Short problem: Can you rewrite the stretch of the listing from the line containing "Thanks for the photo. Could you please mark the agapanthus" through the end of the listing, swapping every "flower" for "blossom" and leaving everything else unchanged?

Entries from a pointing dataset:

□ □ □ □ □

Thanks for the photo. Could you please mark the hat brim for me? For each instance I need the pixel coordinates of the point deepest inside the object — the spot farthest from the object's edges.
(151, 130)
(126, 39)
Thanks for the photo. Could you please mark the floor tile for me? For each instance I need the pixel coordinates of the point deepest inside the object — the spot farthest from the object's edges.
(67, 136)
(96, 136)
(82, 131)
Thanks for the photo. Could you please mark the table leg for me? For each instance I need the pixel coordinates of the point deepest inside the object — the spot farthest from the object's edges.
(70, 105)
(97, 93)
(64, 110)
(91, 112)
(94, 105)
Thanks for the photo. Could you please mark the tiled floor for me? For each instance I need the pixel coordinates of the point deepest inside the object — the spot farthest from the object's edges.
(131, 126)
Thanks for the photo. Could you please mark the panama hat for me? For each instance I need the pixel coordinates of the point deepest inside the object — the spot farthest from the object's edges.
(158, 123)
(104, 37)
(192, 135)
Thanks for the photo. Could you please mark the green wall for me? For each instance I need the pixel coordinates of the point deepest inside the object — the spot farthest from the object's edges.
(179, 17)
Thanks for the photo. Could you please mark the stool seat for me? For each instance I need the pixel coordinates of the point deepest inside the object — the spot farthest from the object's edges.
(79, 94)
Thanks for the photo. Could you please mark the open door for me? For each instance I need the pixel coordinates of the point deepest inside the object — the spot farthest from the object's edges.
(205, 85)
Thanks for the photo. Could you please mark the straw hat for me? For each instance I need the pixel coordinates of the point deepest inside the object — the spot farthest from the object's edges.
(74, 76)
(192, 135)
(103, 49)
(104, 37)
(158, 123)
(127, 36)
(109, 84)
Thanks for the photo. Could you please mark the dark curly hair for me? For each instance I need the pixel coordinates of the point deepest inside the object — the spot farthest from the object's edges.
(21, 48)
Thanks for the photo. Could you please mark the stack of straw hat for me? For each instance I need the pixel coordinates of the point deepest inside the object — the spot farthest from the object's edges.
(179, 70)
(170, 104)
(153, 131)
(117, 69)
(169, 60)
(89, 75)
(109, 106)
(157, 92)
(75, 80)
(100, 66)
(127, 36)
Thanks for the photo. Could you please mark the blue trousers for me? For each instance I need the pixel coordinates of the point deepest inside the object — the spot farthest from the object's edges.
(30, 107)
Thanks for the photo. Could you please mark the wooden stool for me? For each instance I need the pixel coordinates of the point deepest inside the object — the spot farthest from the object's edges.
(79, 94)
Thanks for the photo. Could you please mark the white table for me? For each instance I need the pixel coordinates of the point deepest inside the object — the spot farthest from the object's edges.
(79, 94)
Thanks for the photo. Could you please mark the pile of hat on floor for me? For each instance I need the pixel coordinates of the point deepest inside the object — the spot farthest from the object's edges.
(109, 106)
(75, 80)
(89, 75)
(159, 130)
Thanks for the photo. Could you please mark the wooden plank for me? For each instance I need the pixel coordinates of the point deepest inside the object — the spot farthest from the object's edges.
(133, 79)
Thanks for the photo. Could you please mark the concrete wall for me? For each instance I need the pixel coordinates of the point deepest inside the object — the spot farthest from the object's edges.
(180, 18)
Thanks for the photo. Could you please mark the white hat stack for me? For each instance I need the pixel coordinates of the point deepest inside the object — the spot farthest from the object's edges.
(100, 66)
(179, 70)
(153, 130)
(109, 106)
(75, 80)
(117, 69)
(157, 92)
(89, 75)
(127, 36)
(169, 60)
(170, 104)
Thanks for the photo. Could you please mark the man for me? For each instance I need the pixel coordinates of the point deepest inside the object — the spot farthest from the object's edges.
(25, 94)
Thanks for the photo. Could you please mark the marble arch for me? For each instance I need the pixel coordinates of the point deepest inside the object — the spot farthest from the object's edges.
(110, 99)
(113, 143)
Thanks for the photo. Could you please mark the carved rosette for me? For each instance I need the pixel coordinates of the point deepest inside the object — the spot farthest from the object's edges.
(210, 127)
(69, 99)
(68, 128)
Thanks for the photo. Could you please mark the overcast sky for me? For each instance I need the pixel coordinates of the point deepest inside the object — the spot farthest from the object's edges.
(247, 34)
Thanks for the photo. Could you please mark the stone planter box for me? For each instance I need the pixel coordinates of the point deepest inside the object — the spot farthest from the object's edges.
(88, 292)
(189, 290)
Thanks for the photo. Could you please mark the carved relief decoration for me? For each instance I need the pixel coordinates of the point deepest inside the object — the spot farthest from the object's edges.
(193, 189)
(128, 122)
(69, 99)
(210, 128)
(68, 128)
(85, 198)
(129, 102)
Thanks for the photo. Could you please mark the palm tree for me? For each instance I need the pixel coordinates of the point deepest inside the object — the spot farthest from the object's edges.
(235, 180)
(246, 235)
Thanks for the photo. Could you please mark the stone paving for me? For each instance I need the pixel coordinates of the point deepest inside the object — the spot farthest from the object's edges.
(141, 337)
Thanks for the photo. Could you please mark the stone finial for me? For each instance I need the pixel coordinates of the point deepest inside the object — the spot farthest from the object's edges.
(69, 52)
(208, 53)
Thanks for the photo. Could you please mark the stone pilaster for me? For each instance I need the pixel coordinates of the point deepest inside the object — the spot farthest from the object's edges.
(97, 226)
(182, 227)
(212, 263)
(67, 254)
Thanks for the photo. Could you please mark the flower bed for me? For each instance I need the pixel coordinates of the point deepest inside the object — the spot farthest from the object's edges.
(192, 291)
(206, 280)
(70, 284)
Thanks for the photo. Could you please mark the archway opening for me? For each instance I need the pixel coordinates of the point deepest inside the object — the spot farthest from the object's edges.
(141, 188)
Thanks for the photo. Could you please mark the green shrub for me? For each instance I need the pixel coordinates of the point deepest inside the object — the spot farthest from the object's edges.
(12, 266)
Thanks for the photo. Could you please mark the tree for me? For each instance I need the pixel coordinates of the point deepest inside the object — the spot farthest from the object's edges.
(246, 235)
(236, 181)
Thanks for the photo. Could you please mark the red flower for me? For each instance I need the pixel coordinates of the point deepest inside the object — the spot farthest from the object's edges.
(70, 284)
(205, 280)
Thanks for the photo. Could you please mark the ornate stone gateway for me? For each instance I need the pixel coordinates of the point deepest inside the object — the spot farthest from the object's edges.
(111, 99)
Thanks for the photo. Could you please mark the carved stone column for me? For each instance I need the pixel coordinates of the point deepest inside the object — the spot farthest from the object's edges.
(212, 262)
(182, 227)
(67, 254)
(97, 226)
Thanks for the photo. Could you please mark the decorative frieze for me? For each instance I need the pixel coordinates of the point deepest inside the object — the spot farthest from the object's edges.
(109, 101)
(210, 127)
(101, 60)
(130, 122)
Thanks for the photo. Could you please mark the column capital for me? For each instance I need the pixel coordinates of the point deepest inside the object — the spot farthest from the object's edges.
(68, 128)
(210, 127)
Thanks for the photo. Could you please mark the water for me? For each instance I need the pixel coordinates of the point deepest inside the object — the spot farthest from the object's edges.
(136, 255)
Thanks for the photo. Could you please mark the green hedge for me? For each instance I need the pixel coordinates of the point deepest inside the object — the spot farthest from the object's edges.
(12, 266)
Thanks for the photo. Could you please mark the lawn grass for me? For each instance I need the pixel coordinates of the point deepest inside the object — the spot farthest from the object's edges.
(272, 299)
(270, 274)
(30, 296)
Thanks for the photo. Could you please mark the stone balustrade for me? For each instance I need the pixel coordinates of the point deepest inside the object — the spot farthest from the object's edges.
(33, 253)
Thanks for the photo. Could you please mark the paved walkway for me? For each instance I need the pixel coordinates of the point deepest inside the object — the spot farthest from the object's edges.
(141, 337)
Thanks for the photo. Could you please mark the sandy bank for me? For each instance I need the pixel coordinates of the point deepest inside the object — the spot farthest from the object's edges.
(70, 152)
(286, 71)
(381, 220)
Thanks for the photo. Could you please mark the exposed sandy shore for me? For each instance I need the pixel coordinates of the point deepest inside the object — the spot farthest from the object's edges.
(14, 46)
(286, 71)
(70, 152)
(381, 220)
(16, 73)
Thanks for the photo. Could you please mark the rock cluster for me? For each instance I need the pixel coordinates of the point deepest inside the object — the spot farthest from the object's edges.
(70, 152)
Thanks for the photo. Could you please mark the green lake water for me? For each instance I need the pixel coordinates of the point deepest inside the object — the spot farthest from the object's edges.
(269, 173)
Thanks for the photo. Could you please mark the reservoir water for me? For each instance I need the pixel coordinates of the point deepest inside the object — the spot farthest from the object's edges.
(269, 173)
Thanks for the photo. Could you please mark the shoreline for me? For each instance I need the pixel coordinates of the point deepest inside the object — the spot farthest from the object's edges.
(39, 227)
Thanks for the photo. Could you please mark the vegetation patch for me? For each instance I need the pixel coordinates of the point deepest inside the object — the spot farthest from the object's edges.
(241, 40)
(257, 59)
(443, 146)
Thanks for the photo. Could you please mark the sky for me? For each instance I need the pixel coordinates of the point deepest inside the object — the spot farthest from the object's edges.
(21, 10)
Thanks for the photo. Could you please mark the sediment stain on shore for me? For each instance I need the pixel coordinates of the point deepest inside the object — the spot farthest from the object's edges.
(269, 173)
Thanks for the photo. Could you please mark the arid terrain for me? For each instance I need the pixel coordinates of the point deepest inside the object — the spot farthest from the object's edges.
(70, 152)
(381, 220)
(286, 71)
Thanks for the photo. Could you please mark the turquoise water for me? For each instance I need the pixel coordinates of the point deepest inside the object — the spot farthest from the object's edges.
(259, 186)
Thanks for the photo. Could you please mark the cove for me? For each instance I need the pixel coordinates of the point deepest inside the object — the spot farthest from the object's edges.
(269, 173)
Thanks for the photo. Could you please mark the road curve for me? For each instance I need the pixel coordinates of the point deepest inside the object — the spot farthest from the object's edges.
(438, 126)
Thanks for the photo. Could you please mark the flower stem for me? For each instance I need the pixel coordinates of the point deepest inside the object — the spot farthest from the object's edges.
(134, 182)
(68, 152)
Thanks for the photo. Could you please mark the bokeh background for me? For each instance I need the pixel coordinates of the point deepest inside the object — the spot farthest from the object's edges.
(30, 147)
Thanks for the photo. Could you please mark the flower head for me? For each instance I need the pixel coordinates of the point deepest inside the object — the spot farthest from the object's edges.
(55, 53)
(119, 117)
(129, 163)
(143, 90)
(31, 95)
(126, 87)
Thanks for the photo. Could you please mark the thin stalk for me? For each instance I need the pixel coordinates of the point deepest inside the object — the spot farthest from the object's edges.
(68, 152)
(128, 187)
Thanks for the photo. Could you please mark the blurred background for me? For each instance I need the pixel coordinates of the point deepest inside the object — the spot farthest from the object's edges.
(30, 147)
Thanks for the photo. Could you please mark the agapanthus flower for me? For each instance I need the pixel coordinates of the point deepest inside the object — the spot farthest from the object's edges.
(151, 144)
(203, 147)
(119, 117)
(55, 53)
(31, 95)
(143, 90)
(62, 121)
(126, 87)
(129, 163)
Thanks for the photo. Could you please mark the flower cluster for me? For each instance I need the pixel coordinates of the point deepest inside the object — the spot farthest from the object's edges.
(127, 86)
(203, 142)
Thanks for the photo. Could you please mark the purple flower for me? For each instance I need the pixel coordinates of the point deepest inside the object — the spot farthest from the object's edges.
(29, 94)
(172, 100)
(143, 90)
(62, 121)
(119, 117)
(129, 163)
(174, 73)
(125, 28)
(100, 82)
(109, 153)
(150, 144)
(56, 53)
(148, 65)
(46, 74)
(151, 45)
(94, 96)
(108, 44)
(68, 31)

□ □ □ □ □

Written reply:
Thanks for the photo. Could you please mark the agapanthus blossom for me? For each instance I need the pixel coordinates of the point deepest inside the object — the spot farthest from the object's edges.
(151, 144)
(203, 147)
(119, 117)
(55, 53)
(31, 95)
(143, 90)
(62, 121)
(126, 87)
(129, 163)
Thanks for the photo. Could you please mark the blossom cluster for me? For each instance I need the pixel coordinates of the point deepest inside the object — the spot farthest from the object's edges.
(127, 86)
(203, 142)
Thanks for the photo. Could you please mark the purple blossom for me? For each instance I need the pixel coordinates of the point deepest inside the object — the spot farthest from the object's edges.
(29, 94)
(172, 100)
(143, 90)
(62, 121)
(119, 117)
(129, 163)
(174, 73)
(125, 28)
(100, 82)
(109, 153)
(150, 144)
(56, 53)
(148, 65)
(46, 74)
(151, 45)
(94, 96)
(108, 44)
(68, 31)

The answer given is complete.